Do this: Please pull out every line of the data below that contains the word "reflection" and copy each of those lines in full.
________________________
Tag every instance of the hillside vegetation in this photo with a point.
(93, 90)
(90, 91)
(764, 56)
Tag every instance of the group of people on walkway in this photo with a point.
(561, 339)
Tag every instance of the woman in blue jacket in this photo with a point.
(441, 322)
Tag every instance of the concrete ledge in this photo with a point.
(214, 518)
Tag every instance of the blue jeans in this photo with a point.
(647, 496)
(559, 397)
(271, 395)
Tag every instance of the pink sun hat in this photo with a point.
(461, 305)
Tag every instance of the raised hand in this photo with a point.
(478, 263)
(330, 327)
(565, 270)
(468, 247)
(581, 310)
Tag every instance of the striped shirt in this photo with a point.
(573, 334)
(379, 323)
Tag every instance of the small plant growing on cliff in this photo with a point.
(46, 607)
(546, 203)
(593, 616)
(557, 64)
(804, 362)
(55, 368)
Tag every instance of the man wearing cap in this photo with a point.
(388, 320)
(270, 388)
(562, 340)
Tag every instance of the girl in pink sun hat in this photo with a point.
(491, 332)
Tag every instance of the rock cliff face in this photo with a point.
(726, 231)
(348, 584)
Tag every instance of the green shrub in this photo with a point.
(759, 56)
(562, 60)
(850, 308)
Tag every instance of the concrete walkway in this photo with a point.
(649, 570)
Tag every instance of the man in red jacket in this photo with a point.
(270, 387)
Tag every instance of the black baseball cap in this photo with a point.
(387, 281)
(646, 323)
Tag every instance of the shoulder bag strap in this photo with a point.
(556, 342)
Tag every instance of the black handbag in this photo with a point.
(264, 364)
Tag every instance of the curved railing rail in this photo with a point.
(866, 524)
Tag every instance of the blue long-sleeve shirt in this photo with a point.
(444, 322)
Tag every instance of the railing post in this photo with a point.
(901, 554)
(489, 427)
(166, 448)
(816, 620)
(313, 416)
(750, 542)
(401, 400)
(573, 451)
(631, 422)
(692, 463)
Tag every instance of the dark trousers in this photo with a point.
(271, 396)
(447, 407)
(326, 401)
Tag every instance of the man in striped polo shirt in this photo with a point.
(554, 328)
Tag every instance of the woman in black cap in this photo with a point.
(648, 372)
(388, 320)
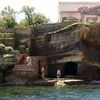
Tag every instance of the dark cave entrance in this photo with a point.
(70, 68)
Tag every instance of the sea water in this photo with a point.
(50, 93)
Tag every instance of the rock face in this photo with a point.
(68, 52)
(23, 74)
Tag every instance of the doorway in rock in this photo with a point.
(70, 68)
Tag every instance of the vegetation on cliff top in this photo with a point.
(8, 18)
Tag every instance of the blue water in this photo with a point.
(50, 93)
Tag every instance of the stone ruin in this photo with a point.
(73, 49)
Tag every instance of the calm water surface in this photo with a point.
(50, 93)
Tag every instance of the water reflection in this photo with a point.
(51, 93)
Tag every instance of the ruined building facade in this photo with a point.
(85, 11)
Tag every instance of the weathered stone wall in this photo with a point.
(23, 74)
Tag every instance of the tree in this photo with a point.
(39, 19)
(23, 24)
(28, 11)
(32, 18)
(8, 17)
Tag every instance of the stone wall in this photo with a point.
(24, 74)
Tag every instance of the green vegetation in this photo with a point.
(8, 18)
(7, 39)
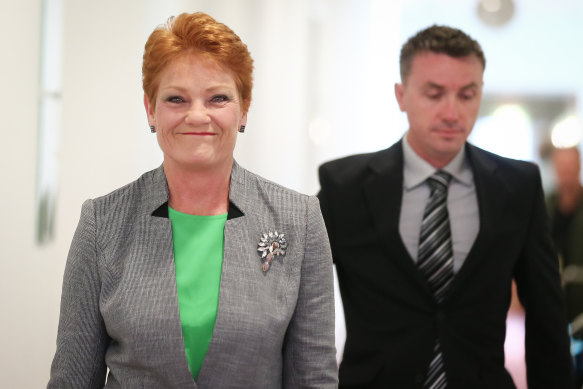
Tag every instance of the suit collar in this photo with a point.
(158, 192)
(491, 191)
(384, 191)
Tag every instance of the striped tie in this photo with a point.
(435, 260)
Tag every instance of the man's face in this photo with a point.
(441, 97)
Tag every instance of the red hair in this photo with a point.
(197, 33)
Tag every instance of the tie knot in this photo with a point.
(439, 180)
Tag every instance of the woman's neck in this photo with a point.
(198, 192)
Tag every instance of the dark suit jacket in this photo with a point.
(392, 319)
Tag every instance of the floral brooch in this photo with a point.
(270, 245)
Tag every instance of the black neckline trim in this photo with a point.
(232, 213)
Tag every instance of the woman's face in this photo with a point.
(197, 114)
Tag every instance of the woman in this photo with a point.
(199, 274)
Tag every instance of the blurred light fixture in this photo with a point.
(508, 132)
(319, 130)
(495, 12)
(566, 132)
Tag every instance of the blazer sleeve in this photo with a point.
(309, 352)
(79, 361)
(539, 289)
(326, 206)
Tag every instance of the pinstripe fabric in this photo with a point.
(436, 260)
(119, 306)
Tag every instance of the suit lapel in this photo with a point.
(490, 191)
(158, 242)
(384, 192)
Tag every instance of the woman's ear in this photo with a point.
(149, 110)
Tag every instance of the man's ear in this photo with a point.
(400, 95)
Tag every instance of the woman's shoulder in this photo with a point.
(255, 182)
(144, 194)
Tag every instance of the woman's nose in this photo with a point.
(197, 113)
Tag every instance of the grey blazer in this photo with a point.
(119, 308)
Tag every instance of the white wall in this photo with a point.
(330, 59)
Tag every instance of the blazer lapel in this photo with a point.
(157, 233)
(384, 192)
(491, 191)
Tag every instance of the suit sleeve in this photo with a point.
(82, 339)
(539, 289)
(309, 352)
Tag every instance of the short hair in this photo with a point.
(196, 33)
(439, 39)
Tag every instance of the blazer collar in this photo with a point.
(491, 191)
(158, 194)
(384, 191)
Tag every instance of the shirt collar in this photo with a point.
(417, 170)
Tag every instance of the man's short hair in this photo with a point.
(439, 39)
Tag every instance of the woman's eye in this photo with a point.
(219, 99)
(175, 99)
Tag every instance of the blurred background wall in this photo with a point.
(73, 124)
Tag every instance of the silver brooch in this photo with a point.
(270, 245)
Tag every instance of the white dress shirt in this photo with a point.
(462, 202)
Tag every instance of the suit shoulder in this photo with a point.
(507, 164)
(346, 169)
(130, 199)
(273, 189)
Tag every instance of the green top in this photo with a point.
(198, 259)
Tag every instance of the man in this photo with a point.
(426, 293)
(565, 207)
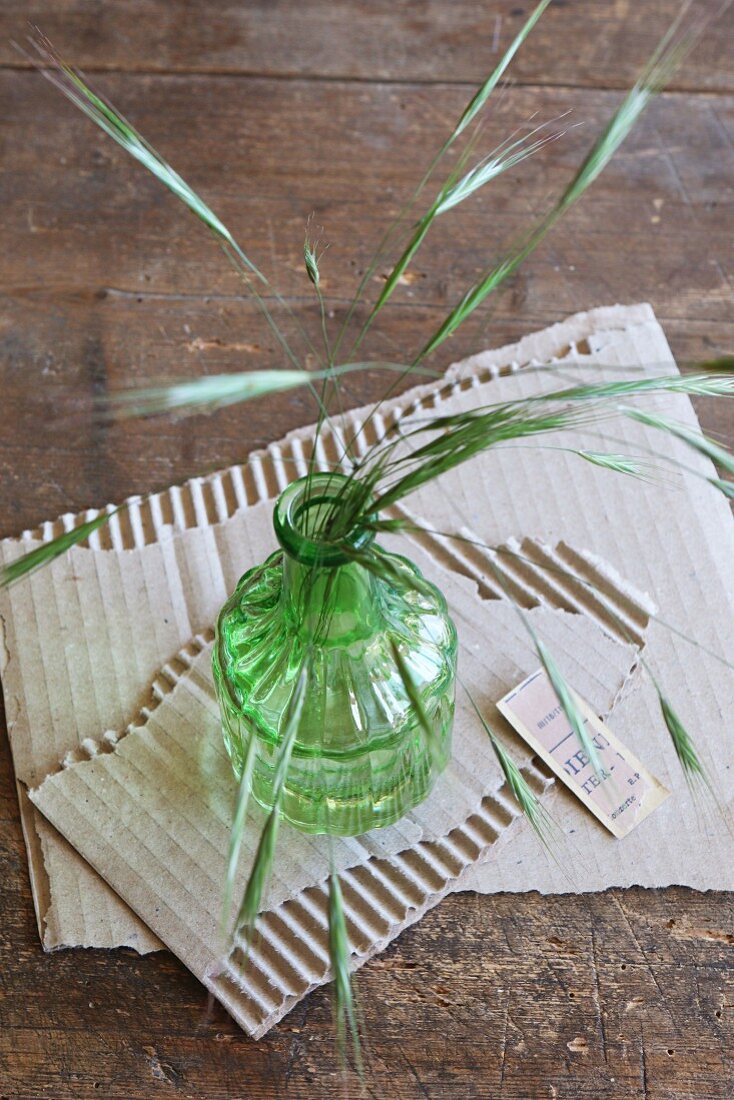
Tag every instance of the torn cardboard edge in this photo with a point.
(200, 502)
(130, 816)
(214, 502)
________________________
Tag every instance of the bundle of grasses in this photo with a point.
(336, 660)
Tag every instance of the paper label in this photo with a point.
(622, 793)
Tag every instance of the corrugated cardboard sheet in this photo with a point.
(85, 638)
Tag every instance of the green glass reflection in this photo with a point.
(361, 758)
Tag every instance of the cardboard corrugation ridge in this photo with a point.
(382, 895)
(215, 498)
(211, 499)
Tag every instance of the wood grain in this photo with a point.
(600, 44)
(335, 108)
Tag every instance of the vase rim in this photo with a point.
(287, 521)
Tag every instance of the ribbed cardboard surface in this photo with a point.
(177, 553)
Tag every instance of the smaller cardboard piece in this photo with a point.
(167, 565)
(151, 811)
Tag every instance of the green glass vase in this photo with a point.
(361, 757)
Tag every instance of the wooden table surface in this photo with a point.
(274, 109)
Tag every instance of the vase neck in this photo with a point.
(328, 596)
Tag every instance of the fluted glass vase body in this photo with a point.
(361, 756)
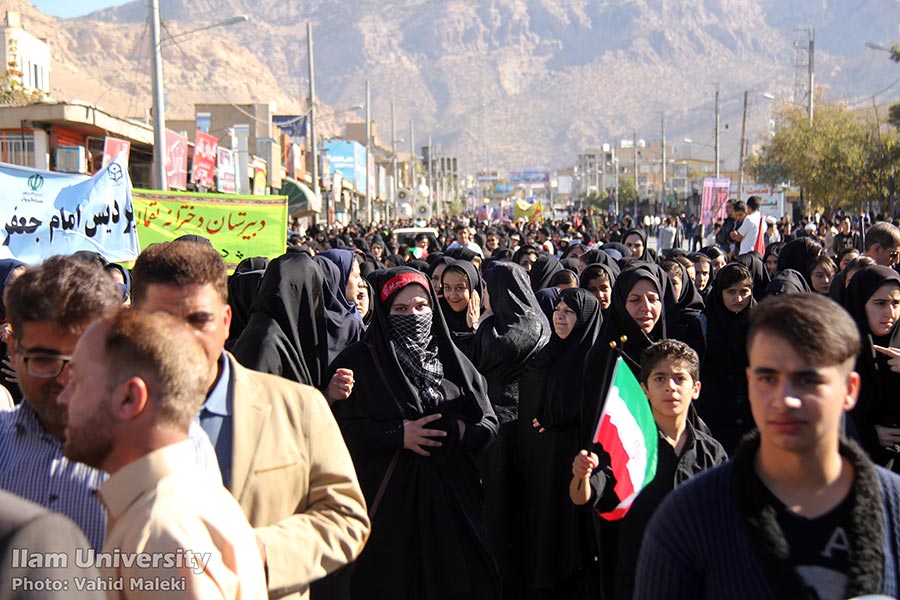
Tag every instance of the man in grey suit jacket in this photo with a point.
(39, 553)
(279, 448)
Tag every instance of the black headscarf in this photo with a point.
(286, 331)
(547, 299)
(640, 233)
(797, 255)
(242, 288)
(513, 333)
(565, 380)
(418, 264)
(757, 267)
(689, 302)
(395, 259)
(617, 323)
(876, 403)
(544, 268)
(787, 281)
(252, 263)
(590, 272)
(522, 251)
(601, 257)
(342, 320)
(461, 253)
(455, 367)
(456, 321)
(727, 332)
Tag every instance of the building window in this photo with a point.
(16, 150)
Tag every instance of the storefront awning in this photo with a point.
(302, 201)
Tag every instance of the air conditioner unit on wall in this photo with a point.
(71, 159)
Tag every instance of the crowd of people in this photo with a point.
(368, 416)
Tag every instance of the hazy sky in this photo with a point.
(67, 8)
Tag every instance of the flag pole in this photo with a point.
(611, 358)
________________________
Result of this task:
Tag every instance of the water reflection in this photo with a point.
Tag every instance of the green glass reflection in this photo with a point.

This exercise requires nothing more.